> **Work required**: Reproduce the following lines verbatim, omitting the pictures.

> **Input**:
---
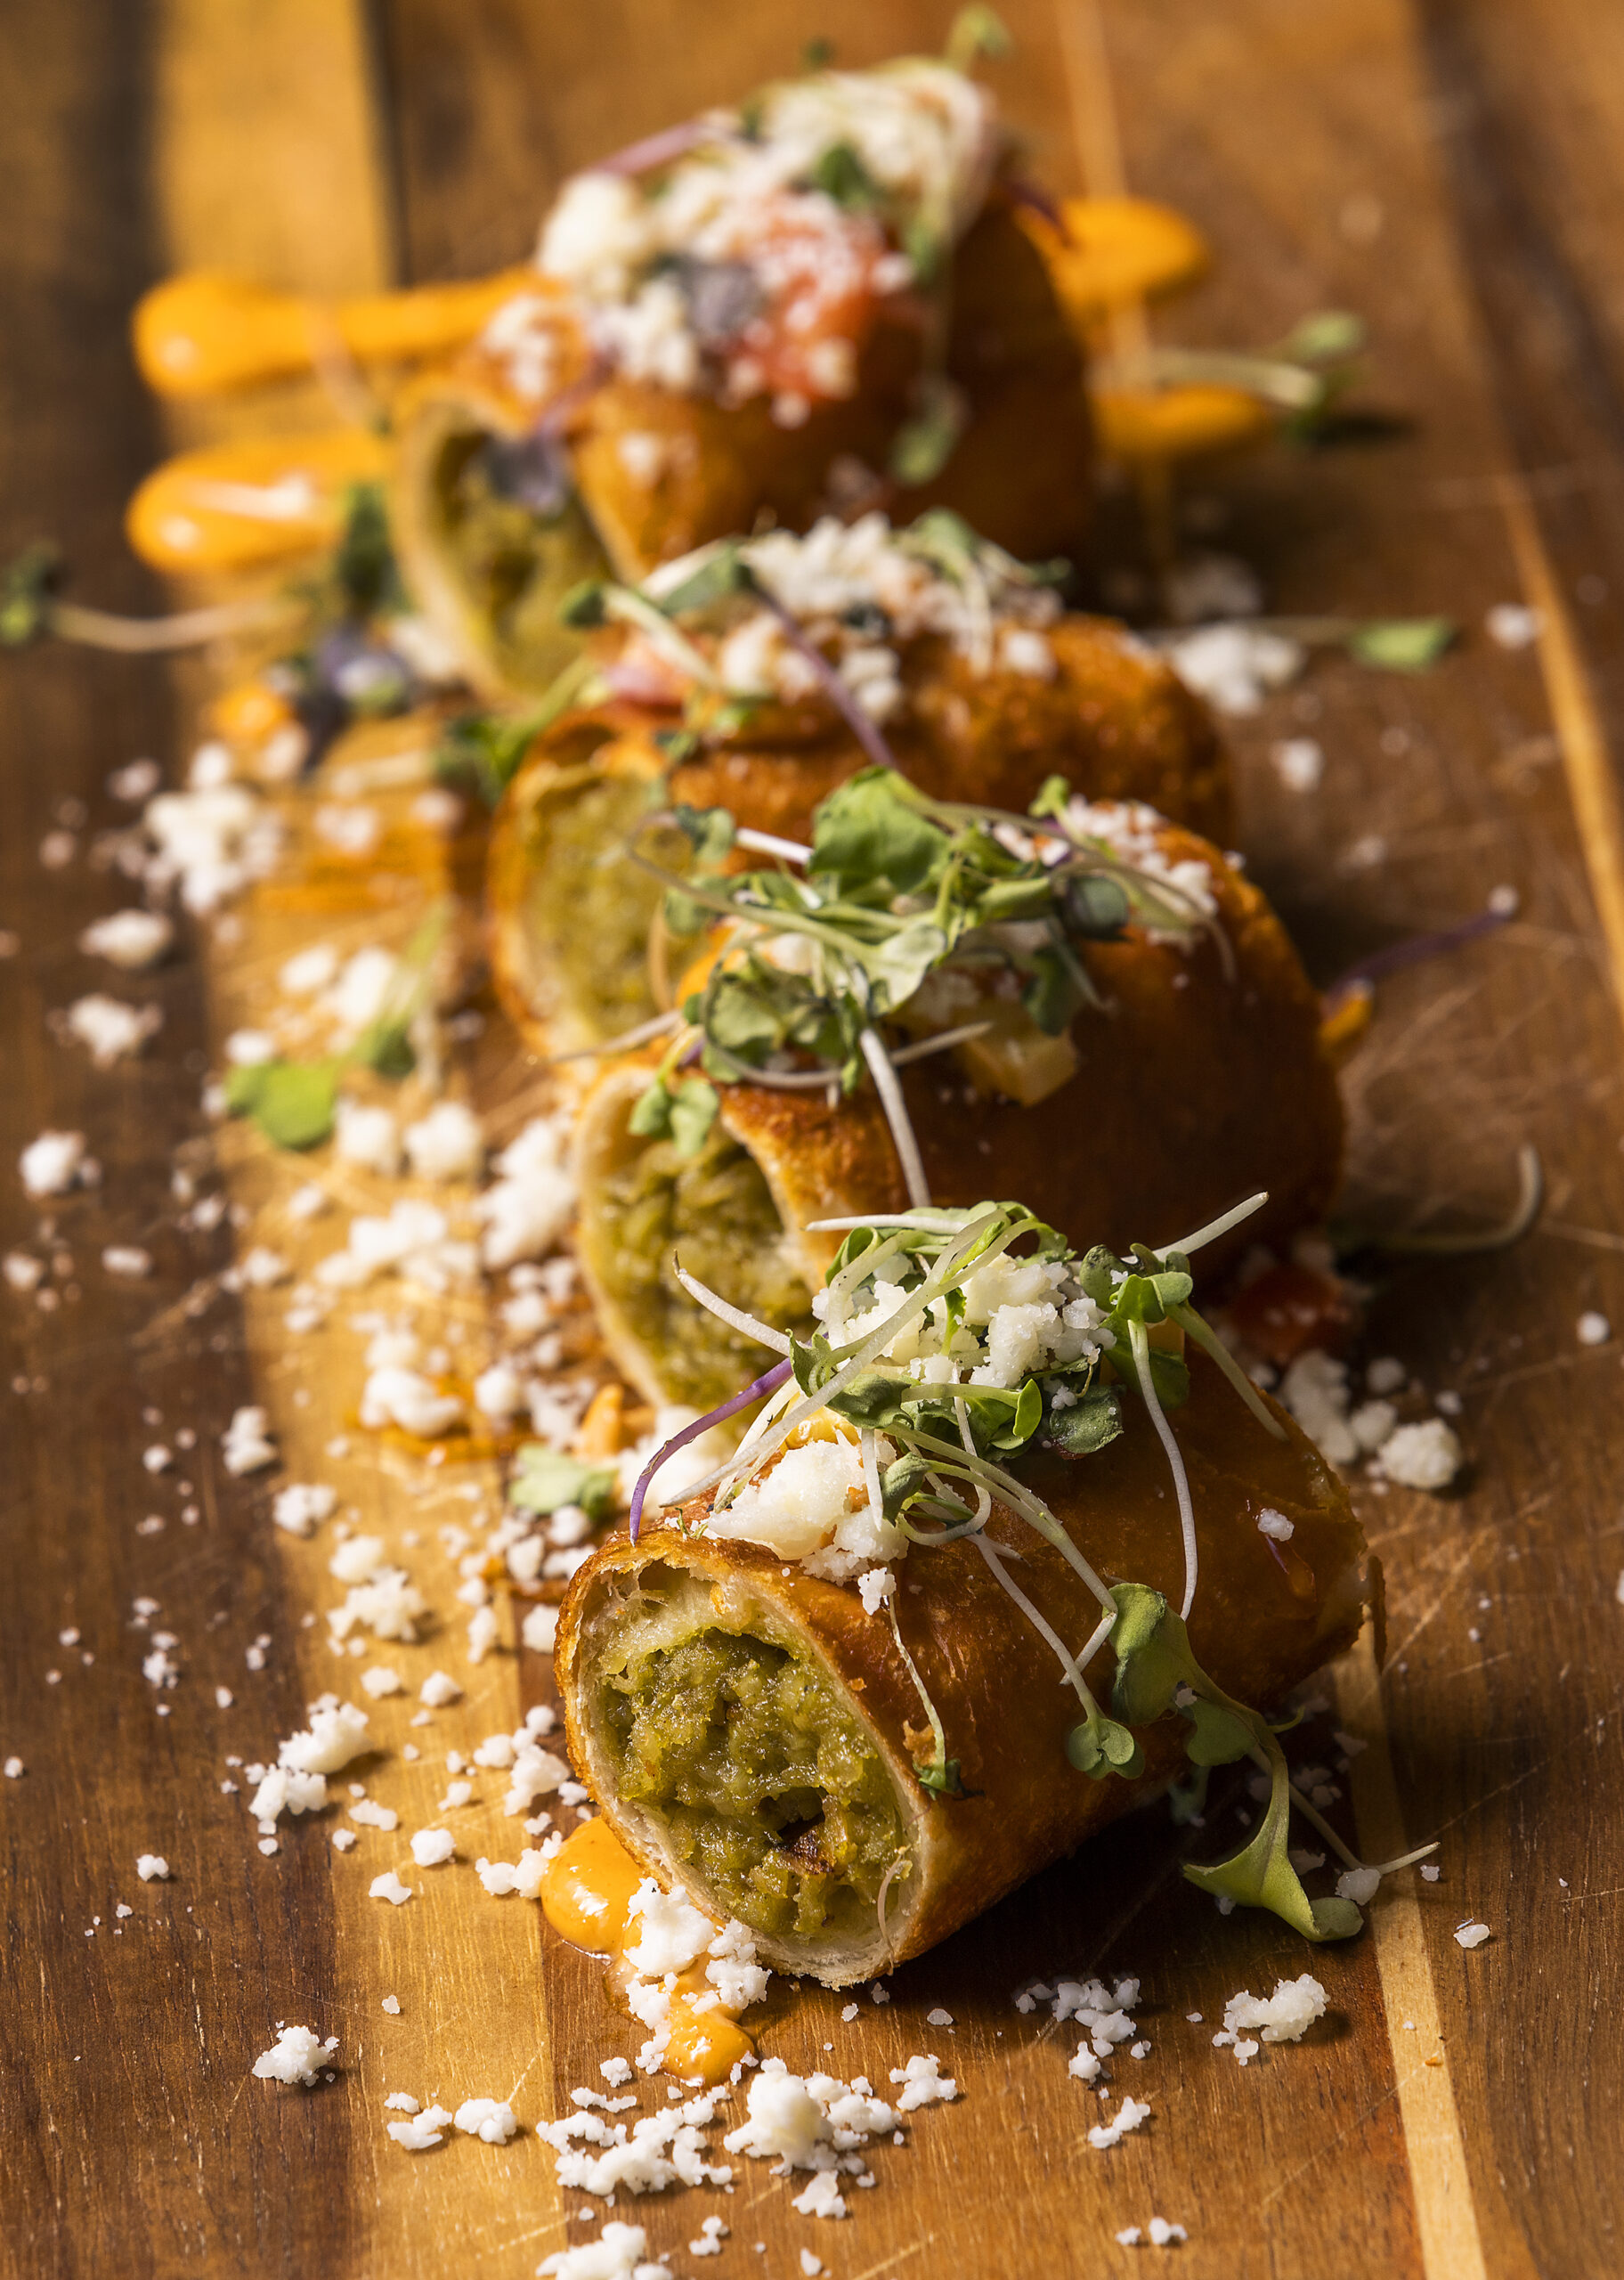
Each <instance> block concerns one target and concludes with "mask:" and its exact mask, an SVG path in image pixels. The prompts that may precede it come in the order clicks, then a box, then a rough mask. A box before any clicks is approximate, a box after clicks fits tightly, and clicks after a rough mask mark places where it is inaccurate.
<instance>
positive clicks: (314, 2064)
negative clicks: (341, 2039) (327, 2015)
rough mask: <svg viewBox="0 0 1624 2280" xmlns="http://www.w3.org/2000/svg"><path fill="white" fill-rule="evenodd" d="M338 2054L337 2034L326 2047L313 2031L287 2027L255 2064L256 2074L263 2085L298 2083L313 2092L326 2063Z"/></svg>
mask: <svg viewBox="0 0 1624 2280" xmlns="http://www.w3.org/2000/svg"><path fill="white" fill-rule="evenodd" d="M335 2050H338V2036H335V2034H328V2038H326V2043H324V2041H322V2038H319V2036H317V2034H312V2029H310V2027H283V2031H281V2034H278V2036H276V2041H274V2043H271V2047H269V2050H262V2052H260V2057H258V2059H255V2061H253V2073H255V2077H258V2079H260V2082H290V2084H292V2082H297V2084H301V2086H303V2088H310V2084H312V2082H315V2077H317V2073H319V2068H322V2061H324V2059H331V2057H333V2052H335Z"/></svg>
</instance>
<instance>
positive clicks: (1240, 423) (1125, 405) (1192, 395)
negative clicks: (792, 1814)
mask: <svg viewBox="0 0 1624 2280" xmlns="http://www.w3.org/2000/svg"><path fill="white" fill-rule="evenodd" d="M1090 401H1093V408H1095V429H1097V433H1099V447H1102V451H1109V456H1111V458H1124V461H1168V458H1195V456H1200V454H1202V451H1229V449H1234V447H1236V445H1243V442H1254V440H1257V438H1259V435H1266V433H1268V429H1270V426H1273V422H1275V415H1273V413H1270V408H1268V406H1266V404H1264V401H1261V399H1259V397H1252V394H1248V392H1245V388H1218V385H1213V383H1195V381H1193V383H1188V385H1186V388H1095V390H1090Z"/></svg>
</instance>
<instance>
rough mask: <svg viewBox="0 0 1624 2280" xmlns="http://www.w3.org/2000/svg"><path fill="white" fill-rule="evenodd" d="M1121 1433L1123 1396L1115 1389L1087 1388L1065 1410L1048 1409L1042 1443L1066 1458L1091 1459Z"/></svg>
mask: <svg viewBox="0 0 1624 2280" xmlns="http://www.w3.org/2000/svg"><path fill="white" fill-rule="evenodd" d="M1120 1432H1122V1395H1120V1393H1118V1389H1115V1386H1090V1389H1088V1391H1086V1393H1081V1395H1079V1398H1077V1400H1074V1402H1070V1404H1067V1407H1065V1409H1054V1407H1051V1409H1049V1420H1047V1425H1045V1432H1042V1439H1045V1443H1047V1446H1049V1448H1061V1450H1065V1455H1067V1457H1093V1455H1095V1450H1102V1448H1109V1446H1111V1441H1115V1439H1118V1436H1120Z"/></svg>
---
> **Task solution**:
Each <instance> block concerns one target and concludes with "mask:" and its exact mask, an SVG path in image pixels. The prompts that may precede it come in the order clicks, then a box, then a rough mask. A box before any clicks is approximate, a box after clicks fits tightly, and clicks after a rough mask mark places where it is inaccurate.
<instance>
positive clicks: (314, 2064)
negative clicks: (341, 2039) (327, 2015)
rough mask: <svg viewBox="0 0 1624 2280" xmlns="http://www.w3.org/2000/svg"><path fill="white" fill-rule="evenodd" d="M338 2054L337 2034L326 2047L313 2031L287 2027L255 2064L256 2074L263 2085L298 2083L313 2092L326 2063Z"/></svg>
mask: <svg viewBox="0 0 1624 2280" xmlns="http://www.w3.org/2000/svg"><path fill="white" fill-rule="evenodd" d="M335 2050H338V2036H335V2034H328V2038H326V2043H324V2041H322V2038H319V2036H317V2034H312V2029H310V2027H283V2031H281V2034H278V2036H276V2041H274V2043H271V2047H269V2050H262V2052H260V2057H258V2059H255V2061H253V2073H255V2077H258V2079H260V2082H290V2084H292V2082H297V2084H301V2086H303V2088H310V2084H312V2082H315V2077H317V2073H319V2068H322V2061H324V2059H331V2057H333V2052H335Z"/></svg>
</instance>
<instance>
positive clicks: (1240, 423) (1125, 405) (1192, 395)
negative clicks: (792, 1814)
mask: <svg viewBox="0 0 1624 2280" xmlns="http://www.w3.org/2000/svg"><path fill="white" fill-rule="evenodd" d="M1090 401H1093V408H1095V429H1097V433H1099V447H1102V451H1109V456H1111V458H1124V461H1168V458H1195V456H1200V454H1202V451H1229V449H1234V447H1236V445H1243V442H1254V440H1257V438H1259V435H1266V433H1268V429H1270V426H1273V422H1275V415H1273V413H1270V408H1268V406H1266V404H1264V401H1261V399H1259V397H1252V394H1248V392H1245V388H1218V385H1213V383H1195V381H1193V383H1188V385H1186V388H1095V390H1090Z"/></svg>
</instance>
<instance>
rough mask: <svg viewBox="0 0 1624 2280" xmlns="http://www.w3.org/2000/svg"><path fill="white" fill-rule="evenodd" d="M1121 1433L1123 1396L1115 1389L1087 1388L1065 1410L1048 1409L1042 1443L1066 1458L1091 1459Z"/></svg>
mask: <svg viewBox="0 0 1624 2280" xmlns="http://www.w3.org/2000/svg"><path fill="white" fill-rule="evenodd" d="M1120 1432H1122V1395H1120V1393H1118V1389H1115V1386H1090V1389H1088V1391H1086V1393H1081V1395H1079V1398H1077V1400H1074V1402H1070V1404H1067V1407H1065V1409H1054V1407H1051V1409H1049V1420H1047V1425H1045V1432H1042V1439H1045V1443H1047V1446H1049V1448H1061V1450H1065V1455H1067V1457H1093V1455H1095V1450H1102V1448H1109V1446H1111V1441H1115V1439H1118V1436H1120Z"/></svg>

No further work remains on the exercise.